EXERCISE MATERIALS:
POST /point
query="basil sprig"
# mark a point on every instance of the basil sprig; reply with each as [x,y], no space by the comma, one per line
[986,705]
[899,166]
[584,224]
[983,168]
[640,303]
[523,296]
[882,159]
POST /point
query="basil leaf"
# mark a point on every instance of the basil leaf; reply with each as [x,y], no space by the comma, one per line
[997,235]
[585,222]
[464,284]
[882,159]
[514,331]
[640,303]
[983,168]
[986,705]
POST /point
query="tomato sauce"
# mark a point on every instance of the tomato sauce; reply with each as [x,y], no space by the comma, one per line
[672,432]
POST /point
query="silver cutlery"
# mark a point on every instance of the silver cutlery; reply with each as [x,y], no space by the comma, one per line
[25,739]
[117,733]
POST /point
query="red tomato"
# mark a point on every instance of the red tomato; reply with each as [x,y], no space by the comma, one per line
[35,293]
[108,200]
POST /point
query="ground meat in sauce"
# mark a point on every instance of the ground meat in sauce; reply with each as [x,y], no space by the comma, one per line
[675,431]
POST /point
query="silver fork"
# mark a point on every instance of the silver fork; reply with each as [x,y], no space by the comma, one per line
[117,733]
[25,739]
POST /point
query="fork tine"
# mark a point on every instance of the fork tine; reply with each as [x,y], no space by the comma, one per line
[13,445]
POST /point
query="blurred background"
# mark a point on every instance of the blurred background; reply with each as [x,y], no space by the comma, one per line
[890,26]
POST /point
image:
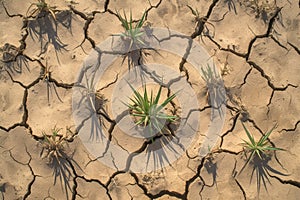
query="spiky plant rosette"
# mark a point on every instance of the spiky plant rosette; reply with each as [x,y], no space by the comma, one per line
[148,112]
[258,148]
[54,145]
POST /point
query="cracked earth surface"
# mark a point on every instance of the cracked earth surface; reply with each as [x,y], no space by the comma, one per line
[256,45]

INSTRUCTIONS TO FOLLOW:
Print all entries exactly. The images do not belong in the copy.

SOLUTION FOR THIS PROBLEM:
POST /point
query="basil sprig"
# mark a point on every instance of the basil sprig; reply with each as [x,y], no space by the comma, one per line
[986,705]
[899,166]
[584,224]
[983,168]
[640,303]
[523,296]
[882,159]
POST /point
query="basil leaf"
# mark a point on every instance of the basil leaf; reply with each as [x,y], no space by the comma, one per line
[997,235]
[585,222]
[464,284]
[882,159]
[514,331]
[640,303]
[983,168]
[986,705]
POST /point
query="tomato sauce"
# mark a point on every instance of the tomato sauce; reply with each as [x,y], no space by the comma, one per line
[672,432]
POST /point
query="silver cutlery"
# mark a point on every instance of the silver cutlery; reply with each as [x,y], no space by the comma, one per line
[25,739]
[117,733]
POST /point
query="red tomato"
# mark a point on every instance of the red tomato; reply with each as [x,y], no space by the comma, one per line
[35,293]
[108,200]
POST /point
query="ground meat in sauce"
# mark a point on every instance of the ground meat in sauce; reply with each as [x,y], no space by the comma, one per line
[675,431]
POST /point
query="silver fork"
# mark a point on every instance of the silver fork; reply with each as [x,y], no space by the comma, one per line
[117,733]
[25,739]
POST /point
query="fork tine"
# mark a point on every instance of the fork tine; reply with each as [x,y], no space by the comma, one per line
[13,445]
POST /point
query="blurred background"
# mark a point on every instance of the blurred background; reply with each as [x,y], no space by the comma, one per line
[890,26]
POST /point
image:
query="spiky plant rosette"
# mark a point on every instance of the spiky plant rosette; reply with each as [x,y], no space by the comma, one per line
[148,112]
[258,148]
[54,145]
POST /point
query="cracked earth surface"
# mark a point on every instance of the cracked earth surface; reply with each as [x,y], no space by the comma, one per line
[256,45]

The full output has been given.